#### [The task]
Each line from the one that contains "Target: woman" through the end of the entries should be repeated exactly, with nothing added.

#### [Listed records]
========================================

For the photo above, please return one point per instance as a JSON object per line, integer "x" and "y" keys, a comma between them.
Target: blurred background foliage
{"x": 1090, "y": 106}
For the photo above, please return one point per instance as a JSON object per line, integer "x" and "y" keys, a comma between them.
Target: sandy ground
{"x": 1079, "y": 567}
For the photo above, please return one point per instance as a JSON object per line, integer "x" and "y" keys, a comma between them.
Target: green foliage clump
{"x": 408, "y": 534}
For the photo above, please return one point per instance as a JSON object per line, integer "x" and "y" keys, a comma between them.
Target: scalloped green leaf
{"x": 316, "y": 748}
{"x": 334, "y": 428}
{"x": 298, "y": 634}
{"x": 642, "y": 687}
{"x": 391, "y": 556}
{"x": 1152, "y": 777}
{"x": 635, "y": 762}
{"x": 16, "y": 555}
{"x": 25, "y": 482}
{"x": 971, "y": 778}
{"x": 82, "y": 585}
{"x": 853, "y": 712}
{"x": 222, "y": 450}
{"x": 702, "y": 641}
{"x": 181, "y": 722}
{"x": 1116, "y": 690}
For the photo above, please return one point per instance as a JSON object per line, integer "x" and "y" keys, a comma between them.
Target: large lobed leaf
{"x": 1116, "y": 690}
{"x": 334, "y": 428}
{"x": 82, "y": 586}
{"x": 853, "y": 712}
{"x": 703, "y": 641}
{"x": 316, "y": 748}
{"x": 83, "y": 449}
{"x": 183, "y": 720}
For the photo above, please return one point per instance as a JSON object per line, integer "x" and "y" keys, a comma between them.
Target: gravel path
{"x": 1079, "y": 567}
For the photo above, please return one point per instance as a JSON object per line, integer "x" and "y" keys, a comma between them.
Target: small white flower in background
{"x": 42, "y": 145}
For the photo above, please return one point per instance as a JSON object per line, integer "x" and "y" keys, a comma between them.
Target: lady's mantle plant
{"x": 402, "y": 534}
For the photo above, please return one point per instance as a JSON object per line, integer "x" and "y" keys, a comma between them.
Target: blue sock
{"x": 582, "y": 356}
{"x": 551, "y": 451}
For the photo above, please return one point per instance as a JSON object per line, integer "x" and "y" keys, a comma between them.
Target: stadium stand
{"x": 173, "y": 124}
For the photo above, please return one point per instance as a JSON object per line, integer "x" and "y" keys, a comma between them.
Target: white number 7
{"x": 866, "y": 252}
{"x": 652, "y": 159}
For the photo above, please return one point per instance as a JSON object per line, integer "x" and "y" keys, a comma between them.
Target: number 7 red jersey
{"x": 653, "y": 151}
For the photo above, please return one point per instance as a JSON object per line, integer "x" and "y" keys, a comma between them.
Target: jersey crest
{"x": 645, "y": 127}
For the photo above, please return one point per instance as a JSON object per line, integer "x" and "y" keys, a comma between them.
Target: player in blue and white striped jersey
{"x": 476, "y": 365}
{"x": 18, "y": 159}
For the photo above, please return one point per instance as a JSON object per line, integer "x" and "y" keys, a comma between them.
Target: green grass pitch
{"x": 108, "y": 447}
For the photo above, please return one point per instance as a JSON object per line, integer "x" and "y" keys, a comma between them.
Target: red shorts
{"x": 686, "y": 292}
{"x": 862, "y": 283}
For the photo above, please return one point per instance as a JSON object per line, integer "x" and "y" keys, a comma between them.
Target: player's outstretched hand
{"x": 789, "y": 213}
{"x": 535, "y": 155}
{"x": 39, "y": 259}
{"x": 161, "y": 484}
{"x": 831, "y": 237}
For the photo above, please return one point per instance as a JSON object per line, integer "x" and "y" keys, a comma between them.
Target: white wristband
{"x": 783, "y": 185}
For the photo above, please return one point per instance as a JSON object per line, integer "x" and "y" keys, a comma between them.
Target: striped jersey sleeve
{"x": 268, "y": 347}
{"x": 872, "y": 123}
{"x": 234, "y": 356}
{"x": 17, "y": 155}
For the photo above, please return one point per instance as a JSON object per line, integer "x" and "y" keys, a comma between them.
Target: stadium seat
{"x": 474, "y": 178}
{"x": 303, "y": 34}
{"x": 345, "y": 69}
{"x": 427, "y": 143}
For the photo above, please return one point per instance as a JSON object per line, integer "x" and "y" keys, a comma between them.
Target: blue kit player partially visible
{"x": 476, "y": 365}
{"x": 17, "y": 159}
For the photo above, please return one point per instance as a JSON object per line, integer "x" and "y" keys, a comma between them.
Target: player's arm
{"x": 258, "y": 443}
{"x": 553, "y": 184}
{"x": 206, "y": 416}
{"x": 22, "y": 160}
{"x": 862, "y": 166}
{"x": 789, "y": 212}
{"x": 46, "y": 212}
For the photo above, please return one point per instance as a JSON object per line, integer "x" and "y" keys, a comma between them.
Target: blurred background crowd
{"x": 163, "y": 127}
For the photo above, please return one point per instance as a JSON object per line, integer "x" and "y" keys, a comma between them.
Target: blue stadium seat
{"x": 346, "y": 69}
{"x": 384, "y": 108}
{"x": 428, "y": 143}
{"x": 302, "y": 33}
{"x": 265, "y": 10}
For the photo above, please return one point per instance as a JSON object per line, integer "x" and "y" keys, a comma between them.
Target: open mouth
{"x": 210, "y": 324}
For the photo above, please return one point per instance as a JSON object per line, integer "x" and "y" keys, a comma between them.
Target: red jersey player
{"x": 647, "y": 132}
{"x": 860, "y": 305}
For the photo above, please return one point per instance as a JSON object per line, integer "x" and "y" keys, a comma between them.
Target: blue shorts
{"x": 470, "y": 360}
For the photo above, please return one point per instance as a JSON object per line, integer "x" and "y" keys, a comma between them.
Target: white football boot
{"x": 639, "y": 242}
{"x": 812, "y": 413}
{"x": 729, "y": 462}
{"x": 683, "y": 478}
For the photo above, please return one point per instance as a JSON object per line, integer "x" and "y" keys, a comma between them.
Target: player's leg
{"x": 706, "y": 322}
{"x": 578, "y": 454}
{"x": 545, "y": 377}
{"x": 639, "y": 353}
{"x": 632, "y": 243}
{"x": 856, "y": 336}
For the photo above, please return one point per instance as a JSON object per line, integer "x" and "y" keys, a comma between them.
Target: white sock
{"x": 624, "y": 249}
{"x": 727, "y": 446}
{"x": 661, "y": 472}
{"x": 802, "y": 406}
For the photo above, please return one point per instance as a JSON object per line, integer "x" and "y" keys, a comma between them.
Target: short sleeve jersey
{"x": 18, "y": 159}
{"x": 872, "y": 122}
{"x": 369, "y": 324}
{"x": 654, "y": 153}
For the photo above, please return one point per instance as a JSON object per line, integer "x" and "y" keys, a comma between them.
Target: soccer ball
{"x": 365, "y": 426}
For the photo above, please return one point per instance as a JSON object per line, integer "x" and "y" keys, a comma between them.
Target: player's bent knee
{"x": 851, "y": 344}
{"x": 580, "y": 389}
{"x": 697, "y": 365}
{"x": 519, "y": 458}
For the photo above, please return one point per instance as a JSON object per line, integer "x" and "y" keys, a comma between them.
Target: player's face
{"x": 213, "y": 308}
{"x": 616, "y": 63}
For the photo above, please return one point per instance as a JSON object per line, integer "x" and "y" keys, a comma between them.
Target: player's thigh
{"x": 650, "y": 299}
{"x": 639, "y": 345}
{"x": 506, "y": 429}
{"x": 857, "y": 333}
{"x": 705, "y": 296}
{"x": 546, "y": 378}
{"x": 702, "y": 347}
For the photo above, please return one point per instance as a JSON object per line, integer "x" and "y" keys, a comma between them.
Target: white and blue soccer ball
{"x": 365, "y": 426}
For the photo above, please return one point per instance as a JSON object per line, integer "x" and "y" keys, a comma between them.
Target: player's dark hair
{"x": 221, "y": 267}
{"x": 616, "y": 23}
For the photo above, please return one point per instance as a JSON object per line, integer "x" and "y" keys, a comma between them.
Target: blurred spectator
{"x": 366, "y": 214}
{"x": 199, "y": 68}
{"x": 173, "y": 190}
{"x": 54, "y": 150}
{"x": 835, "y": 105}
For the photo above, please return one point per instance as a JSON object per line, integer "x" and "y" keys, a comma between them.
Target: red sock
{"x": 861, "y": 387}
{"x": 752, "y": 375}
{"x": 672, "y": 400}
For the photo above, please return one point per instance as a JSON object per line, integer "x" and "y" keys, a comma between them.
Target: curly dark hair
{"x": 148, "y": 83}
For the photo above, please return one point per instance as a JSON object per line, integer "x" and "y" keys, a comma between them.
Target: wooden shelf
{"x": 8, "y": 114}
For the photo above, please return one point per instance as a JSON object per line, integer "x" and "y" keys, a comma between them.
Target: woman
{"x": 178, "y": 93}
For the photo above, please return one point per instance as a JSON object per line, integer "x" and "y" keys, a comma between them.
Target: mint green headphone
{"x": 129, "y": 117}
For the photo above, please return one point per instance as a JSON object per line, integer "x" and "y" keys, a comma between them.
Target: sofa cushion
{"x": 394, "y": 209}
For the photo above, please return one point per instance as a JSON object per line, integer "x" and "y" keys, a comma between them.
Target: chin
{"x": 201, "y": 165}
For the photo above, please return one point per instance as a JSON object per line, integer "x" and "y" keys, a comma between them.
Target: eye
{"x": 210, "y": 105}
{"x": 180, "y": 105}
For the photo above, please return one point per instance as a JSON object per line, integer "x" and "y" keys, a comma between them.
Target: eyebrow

========================================

#### [Completed task]
Target: woman
{"x": 178, "y": 93}
For the photo above, please return one point per instance as a JSON object per line, integer "x" and "y" keys, a comma between them.
Target: mint green headphone
{"x": 129, "y": 117}
For the photo above, please return one point per instance as a JSON object per line, integer "x" and "y" keys, a comma between them.
Target: sofa cushion
{"x": 394, "y": 209}
For the photo above, please return one point per instance as a JSON object per line, integer "x" and "y" keys, a comma between them.
Target: chin
{"x": 201, "y": 165}
For the photo above, please return one point per instance as a JSON object per line, integer "x" and "y" keys, a comma between them.
Target: eye
{"x": 210, "y": 105}
{"x": 180, "y": 105}
For the photo above, please return one point per instance as a JSON object per line, integer "x" and "y" keys, a comma between them.
Target: eyebrow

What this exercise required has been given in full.